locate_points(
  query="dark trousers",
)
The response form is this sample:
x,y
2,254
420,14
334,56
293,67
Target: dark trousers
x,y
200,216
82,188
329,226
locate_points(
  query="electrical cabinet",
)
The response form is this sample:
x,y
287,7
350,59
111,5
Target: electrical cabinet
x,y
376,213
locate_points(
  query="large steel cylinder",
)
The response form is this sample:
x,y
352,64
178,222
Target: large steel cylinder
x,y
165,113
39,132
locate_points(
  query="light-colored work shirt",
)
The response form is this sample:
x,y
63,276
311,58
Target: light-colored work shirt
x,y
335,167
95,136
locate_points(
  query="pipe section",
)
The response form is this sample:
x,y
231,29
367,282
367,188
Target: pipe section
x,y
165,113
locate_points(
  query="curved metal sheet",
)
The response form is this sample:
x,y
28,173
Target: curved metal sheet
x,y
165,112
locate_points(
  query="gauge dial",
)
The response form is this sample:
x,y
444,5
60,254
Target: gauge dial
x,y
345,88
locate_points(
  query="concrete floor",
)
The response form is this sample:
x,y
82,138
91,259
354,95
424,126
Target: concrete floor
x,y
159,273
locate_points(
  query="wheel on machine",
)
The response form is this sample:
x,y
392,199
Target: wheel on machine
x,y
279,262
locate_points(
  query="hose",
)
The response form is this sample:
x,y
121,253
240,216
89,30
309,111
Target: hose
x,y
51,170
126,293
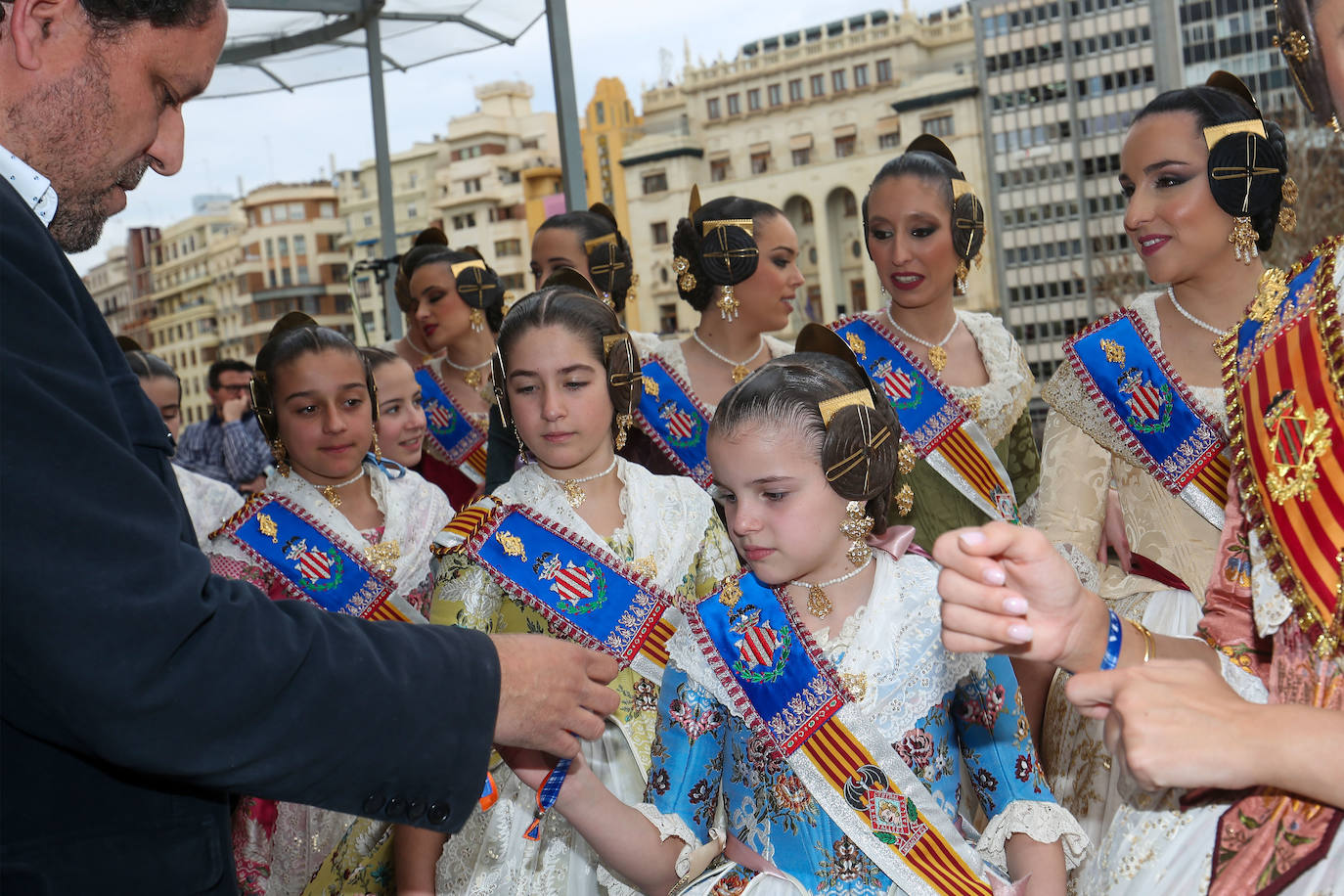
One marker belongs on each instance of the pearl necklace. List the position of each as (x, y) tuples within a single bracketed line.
[(739, 368), (1171, 294), (330, 492), (819, 604), (571, 489), (937, 353), (470, 374)]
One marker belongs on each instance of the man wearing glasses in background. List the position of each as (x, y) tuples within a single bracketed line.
[(229, 446)]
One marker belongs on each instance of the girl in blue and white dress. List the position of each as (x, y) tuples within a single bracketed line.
[(805, 454)]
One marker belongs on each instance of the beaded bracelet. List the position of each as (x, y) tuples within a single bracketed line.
[(1113, 639)]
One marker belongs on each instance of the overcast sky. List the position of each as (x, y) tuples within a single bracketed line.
[(293, 136)]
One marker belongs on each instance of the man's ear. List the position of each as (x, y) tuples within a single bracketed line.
[(38, 27)]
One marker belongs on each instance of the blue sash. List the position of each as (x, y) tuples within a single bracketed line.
[(453, 438), (585, 594), (1132, 381), (313, 563), (675, 421), (786, 691), (937, 426)]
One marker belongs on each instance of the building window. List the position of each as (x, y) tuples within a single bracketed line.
[(940, 126), (654, 183)]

——

> _Goal_
Copy the whole listing above line for line, with no changes, and leave the pictures out.

> _Written reply_
locate_points(
  query="dark trousers",
)
The response form is this sample:
x,y
2,254
420,14
334,56
293,67
Target: dark trousers
x,y
200,216
82,188
329,226
locate_points(
  query="electrical cabinet",
)
The response form is this sample:
x,y
287,7
350,59
111,5
Target: electrical cabinet
x,y
376,213
locate_points(
  query="large steel cylinder",
)
The response form is this sample:
x,y
352,64
178,222
Target: large steel cylinder
x,y
165,113
39,132
locate_points(
  query="light-colored work shirt",
)
The response form is this sample:
x,y
63,276
311,58
Target: light-colored work shirt
x,y
335,167
95,136
locate_points(
  query="pipe section",
)
The response form is this sample:
x,y
231,29
367,282
367,188
Target: pipe section
x,y
165,113
locate_points(
  query="curved metal sheet",
)
The response form is this sample:
x,y
28,173
Target: curved metal sheet
x,y
165,112
locate_points(
  query="gauge dial",
)
The response form is this sample:
x,y
444,5
60,254
Target: gauge dial
x,y
345,88
locate_points(
  query="concrete floor",
)
The response form is this sample:
x,y
82,138
91,259
354,95
424,126
Target: concrete floor
x,y
159,273
locate_points(
  query="wheel on machine",
)
The response form is this sample:
x,y
392,199
Target: wheel on machine
x,y
279,262
locate_points(
  query="hose",
)
The response form is this sample:
x,y
121,253
240,216
89,30
309,111
Target: hose
x,y
51,170
126,293
One marker belongs on each instance of the pearl necklace. List the position of each as (x, y) tuples within a single bracketed line.
[(739, 368), (1171, 294), (330, 492), (819, 604), (571, 489), (937, 353), (470, 374)]
One marker belongs on each instance of the man wearing glasses in background. List the position of each as (x, y) tuples within a single bracketed line.
[(229, 446)]
One marker belongs on each instance of the girl in blue and white dress. List the position of each as (x, y) tuples within a single bracketed line.
[(805, 454)]
One marker belongs on each instance of the beaded bracelet. List the position of each as (x, y) tuples within a single bracketed line.
[(1113, 639)]
One marker belongs on each instance of the overcast sky. List the position of each as (x, y) tuples within a single bracketed line.
[(293, 136)]
One marker belongs on each instance of the man's ear. List the position of each as (x, y) tuples within a single bracketed line.
[(38, 27)]
One marker belongs on each instance of the blue sash. List the position of each as (x, y) tuples within a single bracketed line.
[(453, 438), (585, 594), (1132, 381), (313, 563), (675, 421), (786, 691), (937, 426)]
One marker belongs on each instance of the building window. List the position of each as (x, y) tuples within a single bracketed line.
[(940, 126), (654, 183)]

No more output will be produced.